- [TASK REQUIREMENTS] What you return should be the lines from the one with "Target: dark grey car behind" through the one with "Target: distant horizon" in the data below, reproduced exactly with both ends, and no pictures at all.
# # # #
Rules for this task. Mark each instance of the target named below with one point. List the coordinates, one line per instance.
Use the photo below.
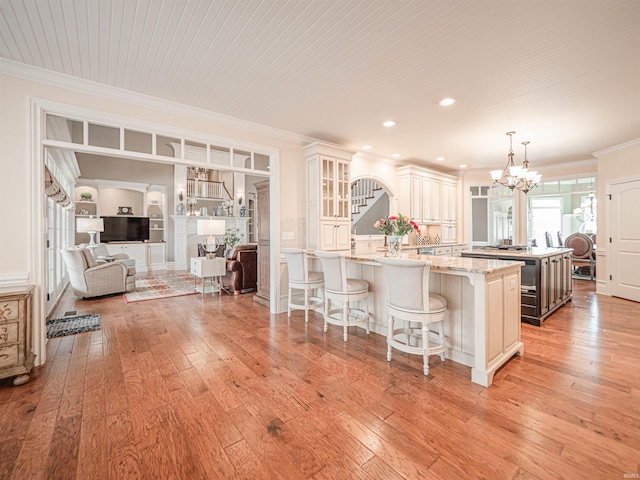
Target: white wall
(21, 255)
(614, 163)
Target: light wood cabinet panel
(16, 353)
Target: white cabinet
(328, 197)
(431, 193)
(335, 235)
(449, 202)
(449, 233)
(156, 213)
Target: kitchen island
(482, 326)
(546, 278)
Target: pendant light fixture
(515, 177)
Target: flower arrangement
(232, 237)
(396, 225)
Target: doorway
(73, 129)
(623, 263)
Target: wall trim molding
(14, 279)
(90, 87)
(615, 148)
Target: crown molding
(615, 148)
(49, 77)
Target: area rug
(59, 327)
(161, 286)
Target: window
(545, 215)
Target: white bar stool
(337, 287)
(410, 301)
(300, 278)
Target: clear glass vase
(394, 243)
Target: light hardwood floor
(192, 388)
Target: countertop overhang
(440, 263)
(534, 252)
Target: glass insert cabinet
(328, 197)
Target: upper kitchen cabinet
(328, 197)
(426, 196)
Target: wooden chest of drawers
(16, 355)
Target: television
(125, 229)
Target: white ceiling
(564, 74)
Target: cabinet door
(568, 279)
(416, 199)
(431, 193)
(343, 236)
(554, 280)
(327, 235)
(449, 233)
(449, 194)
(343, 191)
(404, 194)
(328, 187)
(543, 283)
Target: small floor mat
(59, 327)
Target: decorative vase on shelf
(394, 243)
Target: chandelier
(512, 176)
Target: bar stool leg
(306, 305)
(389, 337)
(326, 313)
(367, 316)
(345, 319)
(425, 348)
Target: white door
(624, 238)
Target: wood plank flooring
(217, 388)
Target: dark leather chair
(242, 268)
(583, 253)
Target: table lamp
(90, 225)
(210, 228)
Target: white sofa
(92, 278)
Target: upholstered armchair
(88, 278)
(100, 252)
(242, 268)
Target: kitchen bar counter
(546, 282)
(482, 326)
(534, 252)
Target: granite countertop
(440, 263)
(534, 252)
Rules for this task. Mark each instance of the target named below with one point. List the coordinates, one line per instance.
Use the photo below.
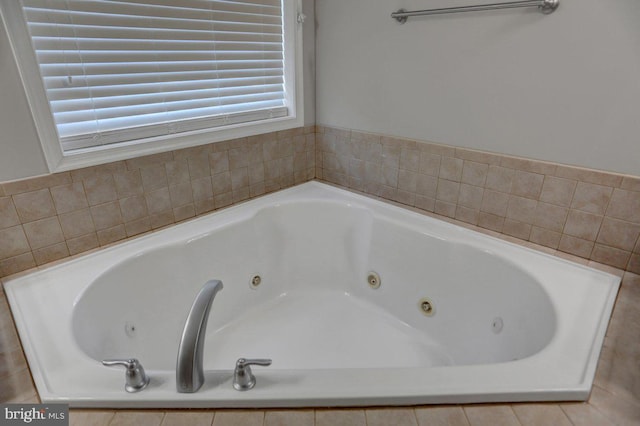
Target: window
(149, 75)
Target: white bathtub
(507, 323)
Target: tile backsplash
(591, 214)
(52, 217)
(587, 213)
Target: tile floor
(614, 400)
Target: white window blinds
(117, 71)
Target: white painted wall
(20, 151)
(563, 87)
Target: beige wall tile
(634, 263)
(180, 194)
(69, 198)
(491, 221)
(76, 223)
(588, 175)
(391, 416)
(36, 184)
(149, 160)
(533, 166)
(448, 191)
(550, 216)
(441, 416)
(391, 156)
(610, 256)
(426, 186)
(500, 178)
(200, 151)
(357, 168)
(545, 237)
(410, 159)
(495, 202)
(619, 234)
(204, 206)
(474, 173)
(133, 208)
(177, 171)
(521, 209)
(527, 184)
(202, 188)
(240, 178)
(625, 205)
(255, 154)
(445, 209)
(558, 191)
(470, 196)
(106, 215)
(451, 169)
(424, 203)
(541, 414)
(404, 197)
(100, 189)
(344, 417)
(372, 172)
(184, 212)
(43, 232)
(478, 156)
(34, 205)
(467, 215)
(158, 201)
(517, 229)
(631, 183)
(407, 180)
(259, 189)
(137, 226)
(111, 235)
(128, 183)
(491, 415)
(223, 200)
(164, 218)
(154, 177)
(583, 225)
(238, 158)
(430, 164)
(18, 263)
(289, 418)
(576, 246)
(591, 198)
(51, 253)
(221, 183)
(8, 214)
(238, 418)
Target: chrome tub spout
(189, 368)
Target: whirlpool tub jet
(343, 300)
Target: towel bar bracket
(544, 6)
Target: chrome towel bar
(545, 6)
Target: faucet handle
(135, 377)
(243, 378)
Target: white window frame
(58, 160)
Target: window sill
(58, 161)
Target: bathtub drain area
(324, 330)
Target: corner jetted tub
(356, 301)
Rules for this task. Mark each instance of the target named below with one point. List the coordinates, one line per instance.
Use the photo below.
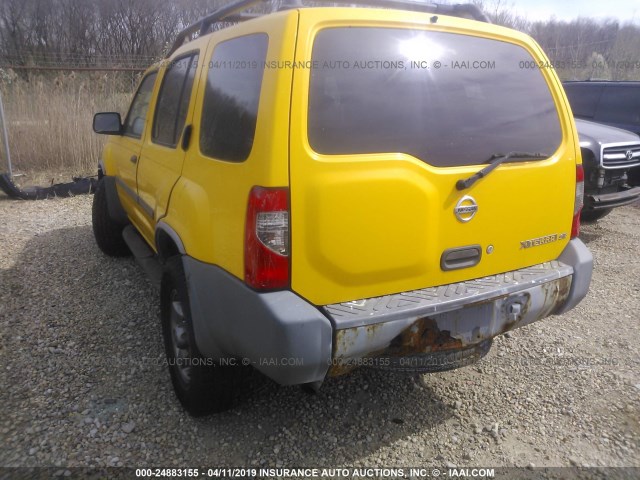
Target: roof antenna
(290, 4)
# # # #
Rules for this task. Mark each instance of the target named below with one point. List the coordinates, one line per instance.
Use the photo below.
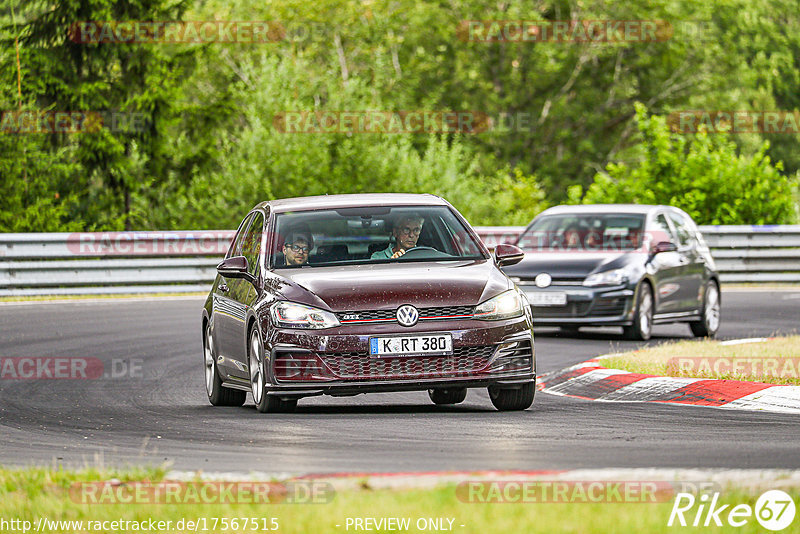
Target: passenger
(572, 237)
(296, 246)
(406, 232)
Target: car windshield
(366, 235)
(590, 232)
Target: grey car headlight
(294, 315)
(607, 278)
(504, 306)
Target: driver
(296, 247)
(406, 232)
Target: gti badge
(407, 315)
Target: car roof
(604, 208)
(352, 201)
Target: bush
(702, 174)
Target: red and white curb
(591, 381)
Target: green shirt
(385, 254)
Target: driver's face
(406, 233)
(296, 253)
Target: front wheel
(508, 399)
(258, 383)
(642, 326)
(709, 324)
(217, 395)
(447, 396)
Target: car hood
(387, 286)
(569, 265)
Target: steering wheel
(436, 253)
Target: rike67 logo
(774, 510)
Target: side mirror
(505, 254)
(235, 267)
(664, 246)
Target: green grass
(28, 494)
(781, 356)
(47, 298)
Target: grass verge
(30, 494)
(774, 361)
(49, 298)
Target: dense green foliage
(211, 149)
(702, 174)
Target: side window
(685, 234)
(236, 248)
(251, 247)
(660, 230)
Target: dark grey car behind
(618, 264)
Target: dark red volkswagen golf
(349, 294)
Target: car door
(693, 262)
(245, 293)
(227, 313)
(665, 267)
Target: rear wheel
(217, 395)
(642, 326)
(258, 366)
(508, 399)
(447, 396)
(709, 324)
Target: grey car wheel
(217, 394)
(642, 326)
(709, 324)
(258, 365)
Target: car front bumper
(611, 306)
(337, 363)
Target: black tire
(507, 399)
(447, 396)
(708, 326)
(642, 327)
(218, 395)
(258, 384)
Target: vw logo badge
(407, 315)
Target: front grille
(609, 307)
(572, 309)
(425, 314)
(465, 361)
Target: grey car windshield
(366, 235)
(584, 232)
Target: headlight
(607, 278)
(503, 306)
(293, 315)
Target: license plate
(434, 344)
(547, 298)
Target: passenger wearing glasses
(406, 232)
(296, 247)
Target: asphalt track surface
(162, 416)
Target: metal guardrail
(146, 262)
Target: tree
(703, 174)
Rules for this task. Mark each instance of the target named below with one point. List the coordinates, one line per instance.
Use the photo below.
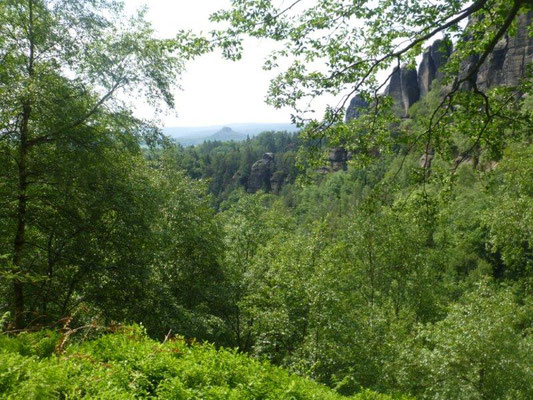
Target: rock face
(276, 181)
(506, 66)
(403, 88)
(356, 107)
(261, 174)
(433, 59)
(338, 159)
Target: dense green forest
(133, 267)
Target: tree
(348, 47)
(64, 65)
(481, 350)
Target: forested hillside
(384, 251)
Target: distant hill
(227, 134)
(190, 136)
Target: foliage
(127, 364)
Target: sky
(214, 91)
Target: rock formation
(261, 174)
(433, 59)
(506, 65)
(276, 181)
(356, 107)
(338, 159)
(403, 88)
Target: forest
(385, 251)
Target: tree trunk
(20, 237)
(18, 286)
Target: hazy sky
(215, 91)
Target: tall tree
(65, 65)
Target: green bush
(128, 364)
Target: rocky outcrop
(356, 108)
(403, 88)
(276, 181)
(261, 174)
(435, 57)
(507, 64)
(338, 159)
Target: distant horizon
# # # #
- [ANSWER BOX]
Target: dark grey car behind
(618, 264)
Target: dark red volkswagen golf
(349, 294)
Target: car door
(693, 262)
(245, 293)
(227, 313)
(665, 267)
Target: rear wheel
(217, 395)
(642, 326)
(258, 366)
(508, 399)
(447, 396)
(709, 324)
Target: grey car wheel
(217, 394)
(642, 326)
(709, 324)
(258, 365)
Target: car front bumper
(611, 306)
(337, 363)
Target: black tire
(507, 399)
(447, 396)
(708, 326)
(642, 327)
(218, 395)
(258, 384)
Target: vw logo badge
(407, 315)
Target: front grille
(609, 307)
(572, 309)
(425, 314)
(465, 361)
Target: grey car windshield
(366, 235)
(584, 232)
Target: headlight
(607, 278)
(503, 306)
(293, 315)
Target: license plate
(434, 344)
(547, 298)
Target: passenger wearing glasses
(406, 232)
(296, 247)
Target: asphalt track surface
(162, 416)
Target: metal guardrail
(146, 262)
Target: tree
(703, 174)
Rules for this task. Mark each instance of the target named below with one point. List the coordinates, one line per instance.
Use the photo below.
Target: rock face
(276, 181)
(506, 66)
(403, 88)
(356, 107)
(261, 174)
(433, 59)
(338, 159)
Target: dense green forest
(133, 267)
Target: tree
(348, 47)
(64, 65)
(481, 350)
Target: forested hillside
(384, 251)
Target: distant hill
(227, 134)
(190, 136)
Target: foliage
(127, 364)
Target: sky
(214, 91)
Target: rock formation
(261, 174)
(433, 59)
(506, 65)
(276, 181)
(356, 107)
(338, 159)
(403, 88)
Target: forest
(385, 251)
Target: tree trunk
(20, 237)
(18, 286)
Target: hazy sky
(215, 91)
Target: tall tree
(65, 65)
Target: green bush
(128, 364)
Target: rocky outcrop
(356, 108)
(403, 88)
(276, 181)
(261, 174)
(435, 57)
(507, 64)
(338, 159)
Target: distant horizon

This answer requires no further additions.